Stated goal:
Every line below is to be quoted exactly, with nothing added or dropped.

Recorded data:
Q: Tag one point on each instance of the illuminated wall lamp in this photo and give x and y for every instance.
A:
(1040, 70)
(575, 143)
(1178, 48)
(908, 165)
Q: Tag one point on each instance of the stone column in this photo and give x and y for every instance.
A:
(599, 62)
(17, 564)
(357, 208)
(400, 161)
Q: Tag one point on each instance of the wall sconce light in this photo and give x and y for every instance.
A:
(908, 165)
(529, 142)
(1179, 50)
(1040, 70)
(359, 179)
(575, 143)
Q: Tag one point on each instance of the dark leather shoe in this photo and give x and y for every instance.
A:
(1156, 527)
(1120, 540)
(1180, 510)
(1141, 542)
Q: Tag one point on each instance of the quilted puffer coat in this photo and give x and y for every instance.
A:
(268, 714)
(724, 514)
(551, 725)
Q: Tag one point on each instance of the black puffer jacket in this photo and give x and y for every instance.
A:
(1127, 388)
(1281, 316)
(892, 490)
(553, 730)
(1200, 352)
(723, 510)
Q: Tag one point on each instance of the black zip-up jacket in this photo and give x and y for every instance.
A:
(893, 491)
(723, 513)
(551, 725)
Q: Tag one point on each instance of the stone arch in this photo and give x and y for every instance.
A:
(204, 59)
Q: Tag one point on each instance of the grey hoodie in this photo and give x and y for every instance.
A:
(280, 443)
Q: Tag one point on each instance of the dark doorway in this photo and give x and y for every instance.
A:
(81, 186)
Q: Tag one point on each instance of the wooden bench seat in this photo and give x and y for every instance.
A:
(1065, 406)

Response for this exercise:
Q: Tag one point on each instance of the illuminated wall lamp in this photo and give x and y for every instance.
A:
(1040, 70)
(575, 143)
(1178, 48)
(908, 165)
Q: Tag one point on each instance of the stone column in this photo and give x and y for every instance.
A:
(599, 62)
(17, 564)
(357, 208)
(400, 161)
Q: Tag one point on each instance of the wall sconce light in this photo and give x and y for every instance.
A:
(908, 165)
(529, 142)
(1179, 50)
(1040, 70)
(359, 179)
(575, 143)
Q: Tag one point on each instance of the dark leather shoe in this photo and give x and y for every instance.
A:
(1156, 527)
(1120, 540)
(1180, 510)
(1141, 542)
Q: Tag one point on each instance of the quilted puffer coat in this photo and give x and y for every instance.
A:
(268, 714)
(724, 514)
(551, 725)
Q: Tag one point on each instance of the black puffer jacket in this photo and give x and y for every instance.
A:
(1127, 388)
(1281, 316)
(892, 490)
(553, 730)
(1200, 352)
(723, 510)
Q: Tag one point on each instance of the black zip-up jacket in this photo and give x and y for every instance.
A:
(893, 491)
(723, 513)
(551, 725)
Q: Tag one point on each instance of the stone arch in this photo and give x and y for every instance.
A:
(204, 59)
Q: Tag one point on each instance of the grey hoodie in this photo and give x and y for every instance.
A:
(280, 443)
Q: Tag one point on each instance of the dark doorway in this photo and give x and y for every instance.
A:
(81, 186)
Q: Tag one point on each instance of the wooden bench seat in this photo and give x and y for every instance.
A:
(1065, 406)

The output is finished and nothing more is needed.